#### PROBLEM STATEMENT
Where a line contains "Could you please spot the suit lapel", start there and write out that line and each one after it, word for word, through the final line of the entries; add nothing else.

#### DATA EXCERPTS

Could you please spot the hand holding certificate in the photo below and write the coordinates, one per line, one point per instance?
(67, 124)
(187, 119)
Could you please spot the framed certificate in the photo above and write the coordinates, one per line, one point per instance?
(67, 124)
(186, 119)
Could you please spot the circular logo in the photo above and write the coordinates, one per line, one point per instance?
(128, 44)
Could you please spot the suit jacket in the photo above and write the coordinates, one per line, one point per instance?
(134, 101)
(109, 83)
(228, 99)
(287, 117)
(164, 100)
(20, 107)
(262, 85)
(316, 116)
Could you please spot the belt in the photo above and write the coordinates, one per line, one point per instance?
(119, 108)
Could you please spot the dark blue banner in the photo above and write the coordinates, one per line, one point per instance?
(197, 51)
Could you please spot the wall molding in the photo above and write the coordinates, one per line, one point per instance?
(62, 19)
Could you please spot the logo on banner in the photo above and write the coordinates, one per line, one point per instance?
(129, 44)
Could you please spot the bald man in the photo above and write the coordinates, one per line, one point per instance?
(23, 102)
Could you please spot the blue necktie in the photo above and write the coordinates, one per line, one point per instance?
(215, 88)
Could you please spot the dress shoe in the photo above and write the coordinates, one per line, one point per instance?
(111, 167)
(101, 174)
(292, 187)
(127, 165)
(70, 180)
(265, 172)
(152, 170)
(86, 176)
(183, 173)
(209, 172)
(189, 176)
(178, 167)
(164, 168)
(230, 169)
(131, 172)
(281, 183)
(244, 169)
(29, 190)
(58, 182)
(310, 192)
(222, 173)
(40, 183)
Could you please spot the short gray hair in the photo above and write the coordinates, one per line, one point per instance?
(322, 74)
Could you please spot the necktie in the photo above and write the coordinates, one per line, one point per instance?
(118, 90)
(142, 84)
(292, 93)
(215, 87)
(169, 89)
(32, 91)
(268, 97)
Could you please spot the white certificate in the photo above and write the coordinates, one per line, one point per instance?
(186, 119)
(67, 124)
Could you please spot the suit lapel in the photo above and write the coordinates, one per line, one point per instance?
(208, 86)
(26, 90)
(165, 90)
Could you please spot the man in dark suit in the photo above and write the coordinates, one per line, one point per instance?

#### RESPONSE AREA
Could you please spot the suit lapel in the photo above and write the coordinates, one per line, one point per instance?
(208, 86)
(26, 90)
(165, 90)
Could you please spot the man in dark suit in the photo above and write the coordinates, one per line, one point per instance?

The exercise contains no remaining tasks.